Extrait proposé.
========================
Les symptômes de la maladie peuvent varier selon les plantes-hôtes mais comprennent en général une réduction du volume et des fonctions des racines, entraînant un rabougrissement de la plante et une chlorose du feuillage. La pourriture racinaire à Aphanomyces est une pathologie végétale de grande importance pour l'agriculture aux États-Unis, en Europe, en Australie, en Nouvelle-Zélande et au Japon. La lutte contre cette maladie consiste à rechercher des variétés résistantes, assurer un bon drainage du sol, à faire des recherches du pathogène dans le sol pour éviter les parcelles infectées et à pratiquer des rotations longues.
Liste des sous-taxons
[modifier | modifier le code]Selon NCBI (11 juin 2013)[1] :
- Aphanomyces euteiches f.sp. phaseoli
Hôtes et symptômes
[modifier | modifier le code]Les hôtes d'Aphanomyces euteiches sont des plantes annuelles ou vivaces de la famille des Fabaceae, notamment le pois (Pisum sativum), la luzerne (Medicago sativa), le haricot commun (Phaseolus vulgaris), la fève (Vicia faba), le trèfle violet (Trifolium pratense) et le trèfle blanc (Trifolium repens)[2],[3]. La forme spéciale Aphanomyces euteiches f.sp. pisi est d'un intérêt particulier car elle est responsable de la pourriture racinaire du pois et la plus nuisible sur le plan économique des formes de pourriture racinaire du pois[3]. En Amérique du Nord, des populations génétiquement distinctes d' Aphanomyces euteiches montrent une spécificité d'hôtes, mais une telle spécificité n'a pas été observée en Europe.
========================
Enregistrements provenant d'une source de données

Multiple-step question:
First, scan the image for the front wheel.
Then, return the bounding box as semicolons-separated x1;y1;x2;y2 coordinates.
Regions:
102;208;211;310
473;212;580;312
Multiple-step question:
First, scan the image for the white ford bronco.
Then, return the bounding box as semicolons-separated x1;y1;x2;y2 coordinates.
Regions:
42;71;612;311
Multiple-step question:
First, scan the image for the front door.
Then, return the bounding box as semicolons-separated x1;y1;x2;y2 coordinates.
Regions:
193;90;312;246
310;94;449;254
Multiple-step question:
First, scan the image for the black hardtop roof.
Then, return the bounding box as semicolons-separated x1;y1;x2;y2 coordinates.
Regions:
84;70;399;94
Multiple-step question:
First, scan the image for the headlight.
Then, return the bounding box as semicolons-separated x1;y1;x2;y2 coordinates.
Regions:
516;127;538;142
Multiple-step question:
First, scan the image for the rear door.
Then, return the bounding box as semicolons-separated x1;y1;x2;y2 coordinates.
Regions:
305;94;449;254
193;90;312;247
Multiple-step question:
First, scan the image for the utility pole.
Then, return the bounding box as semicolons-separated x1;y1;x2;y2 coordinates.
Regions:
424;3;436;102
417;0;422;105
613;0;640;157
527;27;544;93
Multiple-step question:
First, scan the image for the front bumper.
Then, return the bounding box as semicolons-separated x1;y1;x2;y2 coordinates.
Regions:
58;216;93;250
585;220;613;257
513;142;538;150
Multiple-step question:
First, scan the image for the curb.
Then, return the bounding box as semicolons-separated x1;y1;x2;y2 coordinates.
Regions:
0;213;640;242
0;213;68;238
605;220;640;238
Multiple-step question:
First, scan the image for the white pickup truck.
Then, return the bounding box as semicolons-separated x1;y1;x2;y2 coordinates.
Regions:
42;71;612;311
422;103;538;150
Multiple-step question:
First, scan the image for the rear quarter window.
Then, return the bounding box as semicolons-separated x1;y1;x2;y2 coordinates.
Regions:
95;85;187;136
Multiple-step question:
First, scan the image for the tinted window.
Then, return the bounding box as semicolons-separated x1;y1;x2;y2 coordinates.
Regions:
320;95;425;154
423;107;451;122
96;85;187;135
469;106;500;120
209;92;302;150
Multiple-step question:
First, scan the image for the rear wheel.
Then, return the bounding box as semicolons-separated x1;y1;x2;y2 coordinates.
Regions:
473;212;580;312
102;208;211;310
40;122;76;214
========================
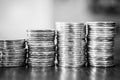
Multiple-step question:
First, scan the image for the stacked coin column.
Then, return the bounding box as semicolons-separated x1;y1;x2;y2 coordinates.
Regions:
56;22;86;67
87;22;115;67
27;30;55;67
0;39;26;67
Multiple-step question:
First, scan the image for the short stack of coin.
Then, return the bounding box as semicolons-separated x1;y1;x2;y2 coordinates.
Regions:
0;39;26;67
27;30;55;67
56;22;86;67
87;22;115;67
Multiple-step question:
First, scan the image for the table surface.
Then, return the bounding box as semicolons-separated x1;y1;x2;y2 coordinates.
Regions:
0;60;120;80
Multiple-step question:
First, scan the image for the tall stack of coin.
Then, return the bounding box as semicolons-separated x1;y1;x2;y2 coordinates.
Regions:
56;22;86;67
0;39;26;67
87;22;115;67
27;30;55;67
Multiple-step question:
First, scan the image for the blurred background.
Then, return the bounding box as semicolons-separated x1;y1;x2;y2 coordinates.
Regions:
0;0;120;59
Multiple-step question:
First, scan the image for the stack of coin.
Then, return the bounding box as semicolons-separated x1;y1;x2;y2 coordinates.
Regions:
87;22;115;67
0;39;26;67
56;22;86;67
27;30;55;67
========================
Travail à faire.
- A) D'après l'extrait sur la pourriture racinaire à Aphanomyces, quelle forme spéciale provoque la pourriture racinaire du pois ?
- B) Recopiez mot pour mot le passage de l'extrait sur la pourriture racinaire à Aphanomyces qui va de « Liste des sous-taxons » à « observée en Europe. ».
Ces enregistrements n'ont aucun lien avec l'extrait sur la pourriture racinaire à Aphanomyces.

Corrigé par numéro.
- A) Aphanomyces euteiches f.sp. pisi.

- B)
Liste des sous-taxons
[modifier | modifier le code]Selon NCBI (11 juin 2013)[1] :
- Aphanomyces euteiches f.sp. phaseoli
Hôtes et symptômes
[modifier | modifier le code]Les hôtes d'Aphanomyces euteiches sont des plantes annuelles ou vivaces de la famille des Fabaceae, notamment le pois (Pisum sativum), la luzerne (Medicago sativa), le haricot commun (Phaseolus vulgaris), la fève (Vicia faba), le trèfle violet (Trifolium pratense) et le trèfle blanc (Trifolium repens)[2],[3]. La forme spéciale Aphanomyces euteiches f.sp. pisi est d'un intérêt particulier car elle est responsable de la pourriture racinaire du pois et la plus nuisible sur le plan économique des formes de pourriture racinaire du pois[3]. En Amérique du Nord, des populations génétiquement distinctes d' Aphanomyces euteiches montrent une spécificité d'hôtes, mais une telle spécificité n'a pas été observée en Europe.